Si por un lado abundan blogs, programas y libros para
foodies, poniendo a la comida como paradigma del lifestyle
contemporáneo, por el otro la toma de conciencia avanza a paso firme,
dejando en evidencia las zonas oscuras de la industria. ¿Qué hacer
entonces? "El tema no es dejar de disfrutar de la comida, sino
informarse, estar atentos", dice Soledad Barruti, una periodista que es
la pata local del fenómeno a partir de su reciente libro Malcomidos
(Planeta).
Lo que ocurre en la Argentina
Qué comemos, por qué y cuál es el efecto que está
teniendo sobre nosotros fueron las tres preguntas que dispararon la
investigación de Barruti. Malcomidos traza entonces un recorrido que
pone la lupa sobre el suelo argentino, de manera contundente: de las
granjas industriales del interior, donde "los pollos son iluminados
artificialmente y se apiñan como zombies, con los picos recortados para
que no se lastimen entre ellos", a los corrales sin pastura donde están
las vacas, los monocultivos de soja transgénica, la aplicación de
agrotóxicos en las frutas y verduras o la cría industrial de salmones
que llegan al sushi porteño. Nada queda fuera de su radar. "La mayoría
de la gente no sospecha lo que hay detrás de eso que consume a diario",
advierte Barruti.
En tiempos donde el porno food -leáse, la comida que
entra directamente por los ojos- es moneda corriente en menús y
publicidades, la autora destaca la necesidad de desautomatizar la
mirada. Un paquete de galletitas, una gaseosa, cualquier snack al paso:
todo se vuelve, de pronto, sospechoso. "La manipulación de las fórmulas
de alimentos procesados tiene por propósito que lo que comemos nos
encante -explica Barruti-. Para eso, se incorpora un tendal de
saborizantes, ingredientes que generan texturas, colorantes, adictivos
como cafeína y cantidades exorbitantes de azúcar, sal y grasas."
Pero eso es sólo una parte del asunto, tal vez la más
evidente. Lo que resulta irónico es pensar que en el país de la carne
pareciera que ya no se puedan comer cortes vacunos de calidad. "La buena
carne argentina, de ganado criado al aire libre y alimentado en base a
pasto, se consume sólo en lugares carísimos o en Londres -afirma
Barruti-. El resto, cuando compramos carne, no podemos saber si vino de
los pocos terneros que quedan en el campo o de los corrales de engorde
que se subsidiaron hace pocos años. En esos lugares, los animales
pasaron a ser engranajes dentro de fábricas de producción de carne lo
que, además de ser un sistema cruel, es malo para nuestra salud y para
nuestros suelos."
★ ★ ★
CONSIGNA:
Copie sin cambios el tramo del fragmento sobre la industria alimentaria argentina que comienza en las palabras que contienen "Lo que ocurre" y termina después de "advierte Barruti.". Las filas proceden de una fuente distinta a la del fragmento.

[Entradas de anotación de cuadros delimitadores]
★ ★ ★
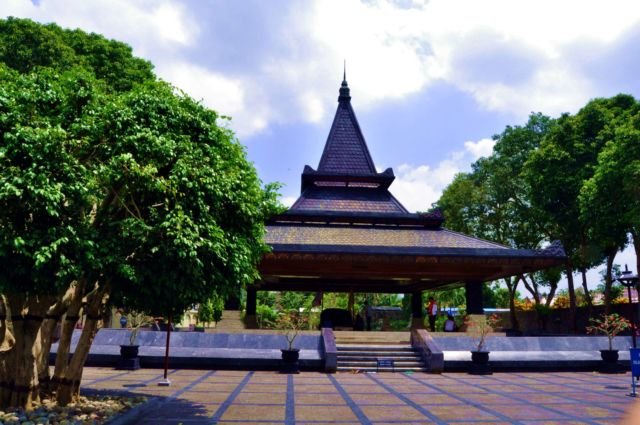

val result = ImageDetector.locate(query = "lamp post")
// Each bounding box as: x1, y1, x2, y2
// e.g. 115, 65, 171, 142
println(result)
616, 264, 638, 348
★ ★ ★
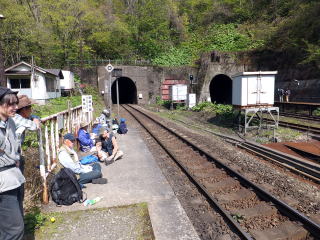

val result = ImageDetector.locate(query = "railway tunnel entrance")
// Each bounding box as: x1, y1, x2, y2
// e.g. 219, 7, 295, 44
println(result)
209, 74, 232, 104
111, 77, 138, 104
★ ★ ★
RESPUESTA:
Lo que ocurre en la Argentina
Qué comemos, por qué y cuál es el efecto que está
teniendo sobre nosotros fueron las tres preguntas que dispararon la
investigación de Barruti. Malcomidos traza entonces un recorrido que
pone la lupa sobre el suelo argentino, de manera contundente: de las
granjas industriales del interior, donde "los pollos son iluminados
artificialmente y se apiñan como zombies, con los picos recortados para
que no se lastimen entre ellos", a los corrales sin pastura donde están
las vacas, los monocultivos de soja transgénica, la aplicación de
agrotóxicos en las frutas y verduras o la cría industrial de salmones
que llegan al sushi porteño. Nada queda fuera de su radar. "La mayoría
de la gente no sospecha lo que hay detrás de eso que consume a diario",
advierte Barruti.